§ OPDRACHT 1:
Schrijf het stuk uit de tekst over FMO woord voor woord over. Begin bij de woorden "Nee, het is" en stop na "over lokale banken.".
§ OPDRACHT 2:
Geef voor elke bewering aan of die klopt volgens de tekst over FMO, met ja of nee en de woorden uit de tekst die de doorslag geven, letterlijk geciteerd: (a) FMO werd opgericht in 1970. (b) De 29ste klimaattop van de Verenigde Naties vindt plaats in Bakoe. (c) Ontwikkelingsbanken hoeven doorgaans geen winst te maken.
§ OPDRACHT 3:
Pak de tekst over FMO en de klimaattop op waar die ophoudt en schrijf hem verder.

§ GETOONDE TEKST:

::::::::

Nee, het is geen toeval. De Azerbeidzjaanse Bank Respublika krijgt een groene lening van de Nederlandse ontwikkelingsbank FMO in dezelfde week dat in de Azerbeidzjaanse hoofdstad Bakoe de 29ste klimaattop van de Verenigde Naties plaatsvindt. Deze COP29 staat in het teken van de financiering van klimaatactie, vooral in ontwikkelingslanden, en dat grijpt FMO aan om een punt te maken over lokale banken.
FMO, opgericht in 1970 door de Nederlandse overheid en een aantal grootbanken, is actief als financier van ondernemingen en banken in ontwikkelingslanden. Veel landen hebben zo’n ontwikkelingsbank, die doorgaans bescheiden financiële doelen heeft maar wel winst moet maken.

::::::::

§ GETOONDE RECORDS:
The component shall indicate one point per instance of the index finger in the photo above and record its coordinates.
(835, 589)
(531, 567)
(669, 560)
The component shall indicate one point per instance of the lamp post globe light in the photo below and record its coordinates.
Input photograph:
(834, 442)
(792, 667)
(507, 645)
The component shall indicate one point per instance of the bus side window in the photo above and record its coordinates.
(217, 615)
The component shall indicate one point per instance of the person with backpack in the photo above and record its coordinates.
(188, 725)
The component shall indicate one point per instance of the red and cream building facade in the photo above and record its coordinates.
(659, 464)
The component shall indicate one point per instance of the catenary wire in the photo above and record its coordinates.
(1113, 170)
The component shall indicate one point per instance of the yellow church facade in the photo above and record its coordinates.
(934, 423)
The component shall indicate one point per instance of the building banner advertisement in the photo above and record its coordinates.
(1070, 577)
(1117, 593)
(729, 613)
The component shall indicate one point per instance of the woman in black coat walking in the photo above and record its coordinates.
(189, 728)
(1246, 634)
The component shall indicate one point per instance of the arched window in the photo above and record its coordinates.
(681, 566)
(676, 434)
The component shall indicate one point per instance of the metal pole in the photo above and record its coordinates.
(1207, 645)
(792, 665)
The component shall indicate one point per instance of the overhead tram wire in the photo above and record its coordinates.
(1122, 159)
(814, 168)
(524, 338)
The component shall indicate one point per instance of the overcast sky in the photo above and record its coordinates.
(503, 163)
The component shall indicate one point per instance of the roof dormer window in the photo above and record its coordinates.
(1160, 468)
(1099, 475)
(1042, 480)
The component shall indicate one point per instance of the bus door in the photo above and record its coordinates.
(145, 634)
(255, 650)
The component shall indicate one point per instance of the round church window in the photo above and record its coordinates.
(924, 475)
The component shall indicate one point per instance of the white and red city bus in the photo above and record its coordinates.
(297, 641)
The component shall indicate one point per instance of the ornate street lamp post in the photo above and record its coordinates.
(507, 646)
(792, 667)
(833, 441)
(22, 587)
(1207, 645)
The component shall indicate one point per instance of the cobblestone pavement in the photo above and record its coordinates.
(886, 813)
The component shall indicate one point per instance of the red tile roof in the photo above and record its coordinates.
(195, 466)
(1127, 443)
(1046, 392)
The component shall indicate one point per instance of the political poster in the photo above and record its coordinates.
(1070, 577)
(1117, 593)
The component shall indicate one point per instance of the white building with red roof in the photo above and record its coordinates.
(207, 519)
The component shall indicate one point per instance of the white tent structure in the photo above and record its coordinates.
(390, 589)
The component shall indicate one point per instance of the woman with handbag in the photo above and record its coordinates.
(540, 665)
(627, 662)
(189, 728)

::::::::

§ UITVOER 1:
Nee, het is geen toeval. De Azerbeidzjaanse Bank Respublika krijgt een groene lening van de Nederlandse ontwikkelingsbank FMO in dezelfde week dat in de Azerbeidzjaanse hoofdstad Bakoe de 29ste klimaattop van de Verenigde Naties plaatsvindt. Deze COP29 staat in het teken van de financiering van klimaatactie, vooral in ontwikkelingslanden, en dat grijpt FMO aan om een punt te maken over lokale banken.

§ UITVOER 2:
(a) Ja: "FMO, opgericht in 1970 door de Nederlandse overheid en een aantal grootbanken"
(b) Ja: "in de Azerbeidzjaanse hoofdstad Bakoe de 29ste klimaattop van de Verenigde Naties plaatsvindt"
(c) Nee: "die doorgaans bescheiden financiële doelen heeft maar wel winst moet maken"

§ UITVOER 3:
Met de aankondiging van de lening aan Respublika probeert FMO de deelnemers aan COP29 — waaronder ook veel andere ontwikkelingsbanken — er ook op te wijzen dat bij klimaatfinanciering het probleem niet alleen het vinden van voldoende geld is. De uiteindelijke effectieve besteding is eveneens een moeilijkheid volgens FMO. Directeur Michael Jongeneel: „Er komen ongetwijfeld allemaal toezeggingen in Bakoe. Maar ons punt is: als dat geld er daadwerkelijk komt, zijn er dan wel projecten om te financieren? Mijn stellige antwoord is: nee. We moeten ervoor gaan zorgen dat er veel meer duurzame projecten van de grond komen die financierbaar zijn.”
Lokale investeringen zijn cruciaal om klimaatverandering tegen te gaan, of om met de gevolgen om te kunnen gaan
En dan komen wat FMO betreft ook lokale banken om de hoek kijken. Hun accountmanagers weten welke duurzame ondernemers kunnen uitbreiden of welke ondernemers bereid zijn om te beginnen met vergroening. De ontwikkelingsbank werkt in de meeste landen waar ze actief is al via lokale banken en denkt dat deze aanpak ook effectief is om klimaatverandering tegen te gaan.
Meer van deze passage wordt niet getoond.